### Exercise requirements:
Select, from the data, each line where "TARGET" occurs.

━━━━━━━━━━

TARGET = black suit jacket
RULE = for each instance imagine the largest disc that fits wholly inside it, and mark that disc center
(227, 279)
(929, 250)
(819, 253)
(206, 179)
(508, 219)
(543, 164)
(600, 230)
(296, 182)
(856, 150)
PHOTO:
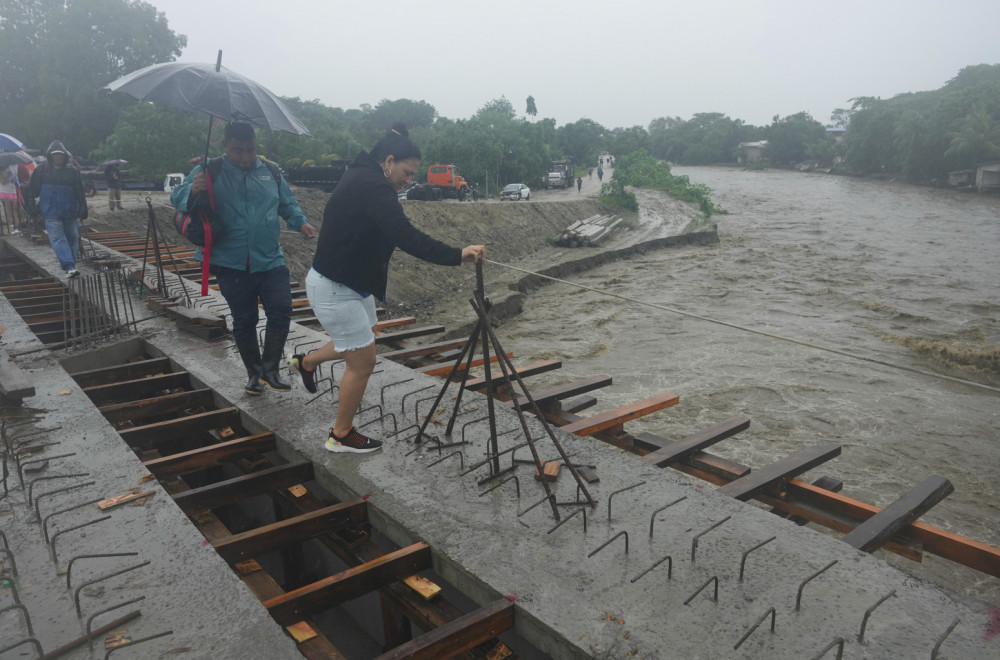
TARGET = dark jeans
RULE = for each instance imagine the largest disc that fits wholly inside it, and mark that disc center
(242, 289)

━━━━━━━━━━

### The completed task:
TARGET = black suit jacket
TARGET = dark jeans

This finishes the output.